• _PROBLEM TO WORK ON_
Reproduce all the entries beneath this sentence exactly.

Referring expression pointing data
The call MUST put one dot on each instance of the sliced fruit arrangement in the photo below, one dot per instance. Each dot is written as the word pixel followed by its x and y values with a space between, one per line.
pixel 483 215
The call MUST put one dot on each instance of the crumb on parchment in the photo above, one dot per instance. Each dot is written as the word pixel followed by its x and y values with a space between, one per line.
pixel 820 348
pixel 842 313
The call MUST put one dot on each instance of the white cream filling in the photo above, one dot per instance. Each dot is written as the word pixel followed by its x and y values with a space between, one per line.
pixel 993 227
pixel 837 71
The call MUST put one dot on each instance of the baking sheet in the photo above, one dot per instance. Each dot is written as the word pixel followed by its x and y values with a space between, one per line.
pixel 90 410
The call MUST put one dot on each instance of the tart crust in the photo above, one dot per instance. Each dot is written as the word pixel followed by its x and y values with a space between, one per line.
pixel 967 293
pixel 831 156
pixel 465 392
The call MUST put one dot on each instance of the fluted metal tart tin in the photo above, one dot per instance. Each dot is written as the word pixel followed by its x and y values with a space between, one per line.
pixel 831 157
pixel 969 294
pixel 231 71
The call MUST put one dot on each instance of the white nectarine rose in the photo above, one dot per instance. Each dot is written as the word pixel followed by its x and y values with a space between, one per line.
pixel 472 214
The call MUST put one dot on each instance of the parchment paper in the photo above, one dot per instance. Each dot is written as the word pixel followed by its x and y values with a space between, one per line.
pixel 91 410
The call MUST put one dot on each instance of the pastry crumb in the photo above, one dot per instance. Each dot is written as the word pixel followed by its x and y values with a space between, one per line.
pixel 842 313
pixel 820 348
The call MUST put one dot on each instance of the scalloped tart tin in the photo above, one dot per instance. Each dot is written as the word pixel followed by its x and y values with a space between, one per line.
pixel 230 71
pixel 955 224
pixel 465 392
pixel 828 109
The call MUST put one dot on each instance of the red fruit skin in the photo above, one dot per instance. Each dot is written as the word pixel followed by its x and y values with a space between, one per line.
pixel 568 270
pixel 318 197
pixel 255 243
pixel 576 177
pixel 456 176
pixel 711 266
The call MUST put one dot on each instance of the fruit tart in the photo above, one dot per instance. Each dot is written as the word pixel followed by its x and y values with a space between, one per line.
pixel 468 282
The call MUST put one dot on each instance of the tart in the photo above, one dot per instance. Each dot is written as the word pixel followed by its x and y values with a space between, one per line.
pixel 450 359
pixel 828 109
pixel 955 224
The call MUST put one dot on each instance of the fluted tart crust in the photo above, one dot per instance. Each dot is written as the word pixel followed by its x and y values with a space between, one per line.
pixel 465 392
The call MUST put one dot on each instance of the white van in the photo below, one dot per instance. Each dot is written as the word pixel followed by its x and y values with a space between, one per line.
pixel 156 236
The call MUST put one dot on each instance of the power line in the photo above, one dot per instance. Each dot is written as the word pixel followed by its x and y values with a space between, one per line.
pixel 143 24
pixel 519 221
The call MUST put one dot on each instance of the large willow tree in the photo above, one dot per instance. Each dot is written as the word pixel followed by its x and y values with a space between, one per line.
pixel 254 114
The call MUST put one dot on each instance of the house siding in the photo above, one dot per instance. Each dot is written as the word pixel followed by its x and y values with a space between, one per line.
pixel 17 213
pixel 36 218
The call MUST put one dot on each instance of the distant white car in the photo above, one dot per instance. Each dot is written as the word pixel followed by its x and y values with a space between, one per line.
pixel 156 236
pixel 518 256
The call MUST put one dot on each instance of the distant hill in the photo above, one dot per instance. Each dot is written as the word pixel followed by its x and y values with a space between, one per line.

• _YOUR RESPONSE_
The call MUST put one dot on each instance of the sliced fruit arrangement in the photo below, one dot per instance. Each dot is written as the word pixel followed by its x and y values with a space between, one per line.
pixel 483 215
The call MUST put one dot on each instance of the crumb on parchment in the photo above, one dot per instance. Each dot is written as the word pixel followed by its x and y values with a space between, one per line.
pixel 820 348
pixel 842 313
The call MUST put one dot on each instance of the white cream filling in the photo above, one dot per instance. Each dot is written as the word pixel followed by its x and y values with a space between, one per line.
pixel 993 227
pixel 837 71
The call MUST put one dot on each instance of the baking sheet in the photo above, one dot per instance. Each dot is written as the word pixel followed by its x and y values with a space between, one per line.
pixel 90 410
The call MUST put one dot on each instance of the tart crust in the photo above, one dot per instance. Each dot is written as the word pixel followed by its x and y values with a space between, one per line.
pixel 967 293
pixel 831 156
pixel 465 392
The call MUST put one dot on each instance of the fluted metal tart tin in the photo above, one dot per instance. Each dot is written as the word pixel followed by its x and y values with a space between, one per line.
pixel 831 157
pixel 969 294
pixel 231 71
The call MUST put one dot on each instance of the white nectarine rose in the photo above, one dot per instance. Each dot is written as the word pixel followed by its x and y values with a space between, one per line.
pixel 472 214
The call MUST put one dot on each instance of the parchment paper in the photo above, one dot per instance. Each dot is written as the word pixel followed by its x and y values with a space between, one per line.
pixel 91 410
The call MUST put one dot on each instance of the pastry crumb in the photo above, one dot per instance. Each dot is written as the word pixel followed by its x and y values with a space between, one per line.
pixel 842 313
pixel 820 348
The call MUST put one dot on each instance of the scalloped tart tin in the photo above, one dot per instance. Each dot is written as the word pixel followed by its x and y values with a space between, one per line.
pixel 230 71
pixel 955 224
pixel 465 392
pixel 828 109
The call MUST put one dot on each instance of the red fruit skin in the photo above, one dot per instance. Each dot is written as the word pixel followed by its x and y values with a space between, one per line.
pixel 568 270
pixel 318 197
pixel 255 243
pixel 576 177
pixel 456 176
pixel 711 266
The call MUST put one dot on each instance of the fruit tart in the photo above, one dot per instance. Each dot is written as the word pixel followed by its x and y values with a space between, one per line.
pixel 468 282
The call MUST put one dot on each instance of the tart in the photo above, one dot per instance. Each dot is written as the word pixel followed by its x and y values with a space between, one per line.
pixel 450 359
pixel 828 109
pixel 955 224
The call MUST put one dot on each instance of the fluted tart crust in the photo above, one dot per instance. Each dot is written as the word pixel followed by its x and y values with a space between, one per line.
pixel 465 392
The call MUST put one dot on each instance of the white van in the photo below, one dot per instance. Each dot is written as the word pixel followed by its x and y values with a space between, one per line.
pixel 156 236
The call MUST put one dot on each instance of the power line in the photo above, one dot per instance. Each dot is written as the word pixel followed by its x and y values with a space between, one per line.
pixel 143 24
pixel 519 221
The call MUST put one dot on each instance of the large willow tree in the photo above, one dot per instance. Each dot is written as the word pixel followed by its x and y values with a space between, one per line.
pixel 254 114
The call MUST put one dot on each instance of the house siding in the photo above, one dot per instance. Each dot is written as the word pixel followed by its x and y values with a space between, one per line.
pixel 17 213
pixel 36 218
The call MUST put one dot on each instance of the distant white car in the photo above, one dot per instance. Each dot is written as the word pixel followed by its x and y values with a space between, one per line.
pixel 156 236
pixel 518 256
The call MUST put one dot on each instance of the distant hill in the photo above, one dot per instance. Each dot is written as the word pixel followed by its x and y values with a space between, one per line.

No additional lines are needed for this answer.